Task instructions ▸ Go to the line containing "For every instance of the green-grey" in the listing below and retype it and every later line exactly, down to the last.
◇ ◇ ◇ ◇ ◇ ◇ ◇
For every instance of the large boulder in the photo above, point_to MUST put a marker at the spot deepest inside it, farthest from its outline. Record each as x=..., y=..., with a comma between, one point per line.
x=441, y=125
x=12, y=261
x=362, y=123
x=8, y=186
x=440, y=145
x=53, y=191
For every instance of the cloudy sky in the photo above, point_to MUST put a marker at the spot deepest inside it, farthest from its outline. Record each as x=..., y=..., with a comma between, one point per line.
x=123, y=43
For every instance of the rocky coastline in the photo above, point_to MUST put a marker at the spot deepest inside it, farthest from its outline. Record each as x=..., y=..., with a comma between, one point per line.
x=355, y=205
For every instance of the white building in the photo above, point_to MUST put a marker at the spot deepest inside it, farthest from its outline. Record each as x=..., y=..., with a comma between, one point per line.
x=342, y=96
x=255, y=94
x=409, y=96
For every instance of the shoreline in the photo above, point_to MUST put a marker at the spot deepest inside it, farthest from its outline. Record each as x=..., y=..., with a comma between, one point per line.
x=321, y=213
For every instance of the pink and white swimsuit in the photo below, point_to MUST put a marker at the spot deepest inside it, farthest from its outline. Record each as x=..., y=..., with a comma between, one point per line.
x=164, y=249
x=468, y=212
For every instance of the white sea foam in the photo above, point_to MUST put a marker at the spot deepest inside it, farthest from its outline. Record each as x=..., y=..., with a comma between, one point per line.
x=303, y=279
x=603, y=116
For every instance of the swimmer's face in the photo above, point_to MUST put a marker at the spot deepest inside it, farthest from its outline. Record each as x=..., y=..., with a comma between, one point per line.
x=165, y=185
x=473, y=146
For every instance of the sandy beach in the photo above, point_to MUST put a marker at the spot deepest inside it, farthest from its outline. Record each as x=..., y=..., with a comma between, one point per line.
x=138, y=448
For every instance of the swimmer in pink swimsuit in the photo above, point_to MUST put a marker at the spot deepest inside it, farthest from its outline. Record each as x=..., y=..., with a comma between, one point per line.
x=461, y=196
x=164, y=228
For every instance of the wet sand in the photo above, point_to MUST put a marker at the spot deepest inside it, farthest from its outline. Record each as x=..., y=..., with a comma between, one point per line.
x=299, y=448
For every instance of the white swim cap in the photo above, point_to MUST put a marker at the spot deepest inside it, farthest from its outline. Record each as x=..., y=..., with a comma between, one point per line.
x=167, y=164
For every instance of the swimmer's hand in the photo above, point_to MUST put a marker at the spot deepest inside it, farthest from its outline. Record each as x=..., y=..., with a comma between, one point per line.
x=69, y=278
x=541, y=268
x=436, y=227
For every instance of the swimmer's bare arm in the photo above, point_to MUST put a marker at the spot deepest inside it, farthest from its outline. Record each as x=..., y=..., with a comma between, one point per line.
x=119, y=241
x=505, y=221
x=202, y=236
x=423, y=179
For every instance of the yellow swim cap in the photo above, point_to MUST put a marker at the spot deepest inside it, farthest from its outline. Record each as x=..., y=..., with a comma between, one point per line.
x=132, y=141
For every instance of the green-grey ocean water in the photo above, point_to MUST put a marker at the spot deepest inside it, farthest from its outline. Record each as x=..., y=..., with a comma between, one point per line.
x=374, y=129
◇ ◇ ◇ ◇ ◇ ◇ ◇
Output for this exercise ▸
For every instance of the green-grey ocean water in the photo above, point_to MUST put a marker at the spot deepest inside it, farthest from its outline. Record each as x=..., y=..., with a comma between, one point per line.
x=374, y=129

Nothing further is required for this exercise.